**Written exercise A**.
Answer these questions using the Phoenix discussion:
(i) Which state does the discussion say has the highest rate of pedestrian deaths in the US?
(ii) In which suburb did the earlier testing take place?
(iii) What does Phoenix's geographic location give it more of than any other major city in the country?
**Written exercise B**. Translate this sentence from the Phoenix discussion into Spanish: "The roads are almost all big, straight, flat, relatively new, and easy to navigate."
**Written exercise C**. Resume the Phoenix discussion from the point where it stops.

**Document text**.
####
It isn't just weather. Phoenix is probably the closest thing we have to a perfect city for this tech. In addition to the clear and precipitation free weather, its geographic location gives it the most daylight hours of any major city in the country. The roads are almost all big, straight, flat, relatively new, and easy to navigate. There is not much of a pedestrian culture. Drivers are not super aggressive like they are in some other highly congested cities. There is almost no native wildlife that would pose any threat to a car. And I am sure there are other things I am missing.


>There is not much of a pedestrian culture.

Arizona has the highest rate of pedestrian deaths in the US. Pedestrians have apparently been trained to keep off the streets.

It's also not immediately clear if this will be in the city of Phoenix itself. The earlier testing was in the suburb of Chandler.


The weather is the least of your worries in a place like Manhattan.


Pretty large chunks of the country are a lot like phoenix suburbs.


Indeed although many have much more inclement weather than Phoenix. To be clear, this is good progress. But expansion may be slower than many think.
####
Location identification entries
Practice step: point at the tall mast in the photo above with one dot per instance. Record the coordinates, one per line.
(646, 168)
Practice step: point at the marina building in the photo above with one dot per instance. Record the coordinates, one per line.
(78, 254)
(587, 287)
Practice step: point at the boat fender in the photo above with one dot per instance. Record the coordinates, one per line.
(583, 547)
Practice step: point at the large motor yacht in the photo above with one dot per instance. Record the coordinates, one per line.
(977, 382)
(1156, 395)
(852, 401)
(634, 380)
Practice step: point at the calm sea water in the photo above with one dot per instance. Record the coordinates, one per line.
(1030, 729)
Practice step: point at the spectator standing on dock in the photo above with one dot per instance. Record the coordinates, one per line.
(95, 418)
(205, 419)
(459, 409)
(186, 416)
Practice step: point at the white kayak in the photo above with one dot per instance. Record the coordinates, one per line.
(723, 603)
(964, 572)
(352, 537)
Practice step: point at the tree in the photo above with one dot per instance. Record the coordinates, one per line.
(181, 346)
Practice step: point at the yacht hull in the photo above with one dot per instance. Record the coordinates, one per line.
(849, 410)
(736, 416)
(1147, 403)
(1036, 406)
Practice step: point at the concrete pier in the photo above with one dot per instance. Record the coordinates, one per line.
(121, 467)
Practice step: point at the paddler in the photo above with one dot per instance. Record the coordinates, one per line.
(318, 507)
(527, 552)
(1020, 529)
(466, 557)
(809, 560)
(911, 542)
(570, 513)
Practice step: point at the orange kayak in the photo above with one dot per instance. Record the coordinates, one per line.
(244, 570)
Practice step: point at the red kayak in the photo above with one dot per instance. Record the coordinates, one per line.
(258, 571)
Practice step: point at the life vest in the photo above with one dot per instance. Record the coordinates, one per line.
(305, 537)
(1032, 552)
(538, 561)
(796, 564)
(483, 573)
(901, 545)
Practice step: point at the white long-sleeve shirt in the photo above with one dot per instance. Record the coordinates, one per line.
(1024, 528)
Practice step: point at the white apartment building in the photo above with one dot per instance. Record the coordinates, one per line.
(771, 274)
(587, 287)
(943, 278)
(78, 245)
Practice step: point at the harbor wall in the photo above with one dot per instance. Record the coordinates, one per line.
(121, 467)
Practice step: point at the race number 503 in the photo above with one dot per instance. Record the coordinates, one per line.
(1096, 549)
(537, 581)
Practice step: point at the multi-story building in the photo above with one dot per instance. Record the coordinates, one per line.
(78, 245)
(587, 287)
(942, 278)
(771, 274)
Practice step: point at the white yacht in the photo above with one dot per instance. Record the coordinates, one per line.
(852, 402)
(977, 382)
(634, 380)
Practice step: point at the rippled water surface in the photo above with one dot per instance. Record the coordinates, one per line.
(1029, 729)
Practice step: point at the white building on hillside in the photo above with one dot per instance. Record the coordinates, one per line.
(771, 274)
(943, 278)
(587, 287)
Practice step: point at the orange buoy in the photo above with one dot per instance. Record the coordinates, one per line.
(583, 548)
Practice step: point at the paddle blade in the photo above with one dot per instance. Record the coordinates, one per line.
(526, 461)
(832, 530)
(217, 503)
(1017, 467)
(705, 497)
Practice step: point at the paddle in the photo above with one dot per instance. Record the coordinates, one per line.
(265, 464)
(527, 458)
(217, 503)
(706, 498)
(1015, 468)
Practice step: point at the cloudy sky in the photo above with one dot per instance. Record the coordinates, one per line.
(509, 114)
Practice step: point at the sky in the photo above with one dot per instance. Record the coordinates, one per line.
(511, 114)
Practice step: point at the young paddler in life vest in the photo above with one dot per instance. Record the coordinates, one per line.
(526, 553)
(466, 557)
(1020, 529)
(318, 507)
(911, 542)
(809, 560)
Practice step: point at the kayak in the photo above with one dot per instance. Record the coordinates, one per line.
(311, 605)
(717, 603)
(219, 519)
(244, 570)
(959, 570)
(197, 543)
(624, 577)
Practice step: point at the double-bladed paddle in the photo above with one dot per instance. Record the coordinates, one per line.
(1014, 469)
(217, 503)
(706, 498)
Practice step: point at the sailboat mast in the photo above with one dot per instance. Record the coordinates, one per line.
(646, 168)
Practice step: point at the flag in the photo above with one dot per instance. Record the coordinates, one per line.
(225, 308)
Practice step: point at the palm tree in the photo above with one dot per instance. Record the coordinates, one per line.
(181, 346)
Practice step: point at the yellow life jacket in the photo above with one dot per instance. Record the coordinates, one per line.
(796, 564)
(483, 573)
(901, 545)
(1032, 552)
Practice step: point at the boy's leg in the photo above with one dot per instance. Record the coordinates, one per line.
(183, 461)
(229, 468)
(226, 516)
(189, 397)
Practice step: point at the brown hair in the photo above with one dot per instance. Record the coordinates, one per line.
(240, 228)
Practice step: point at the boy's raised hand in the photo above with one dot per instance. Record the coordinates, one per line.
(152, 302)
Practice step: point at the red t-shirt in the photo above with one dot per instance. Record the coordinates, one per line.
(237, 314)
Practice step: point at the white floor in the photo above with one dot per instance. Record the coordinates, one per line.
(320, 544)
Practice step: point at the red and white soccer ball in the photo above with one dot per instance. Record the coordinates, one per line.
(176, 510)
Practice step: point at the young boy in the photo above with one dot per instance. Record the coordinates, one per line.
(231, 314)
####
**Reply A**.
(i) Arizona
(ii) Chandler
(iii) Daylight hours

**Reply B**. Las carreteras son casi todas grandes, rectas, planas, relativamente nuevas y fáciles de recorrer.

**Reply C**.
And also lots that are an incremental step away. Gotta start somewhere.


A non significant chunk of trips are in places that don't look like them. If I still need a driven car for 10 or 20 percent of trips, I'm not going to ditch in favor of driverless cars.


It's a service, like Uber, you're not expected to ditch the car at this stage


If it gets cheap enough I at least could take the self driving car to the nearest train stop and go downtown via train. She got grocery shopping in the suburbs. However, shopping be better only a single stop. Maybe we could solve that problem though by having some kind of bin that gets automatically stored at a grocery store while I'm shopping, loaded with my groceries and then put into the next self driving car...?


Of course it's not the same, but it's also not incredibly easy. I drove around Phoenix for about 7 hours recently. Definitely not the easiest roads, nor the most considerate drivers. I'm curious to see how these cars will figure out all the weird lane closures, double-lane turn-right-on-red, blind intersections, etc. I almost got creamed turning left near the Heard museum, and there was a bunch of confusing construction downtown. And the highway merging can be... exciting. Not saying it's the most difficult driving in the states, but it's also not the easiest.


Manhattan also has a robust public transit system, making it feasible for a person without a car to get around. Driverless taxis are probably disproportionately likely to be used in suburbs and other places without that infrastructure.


Yet, that isn't where taxis are primarily used today. Why would driverless taxis be much different? Maybe they'll be a little cheaper (though Uber drivers are probably only making minimum wage--if that) but it's not clear why that would transform behavior.


> Yet, that isn't where taxis are primarily used today.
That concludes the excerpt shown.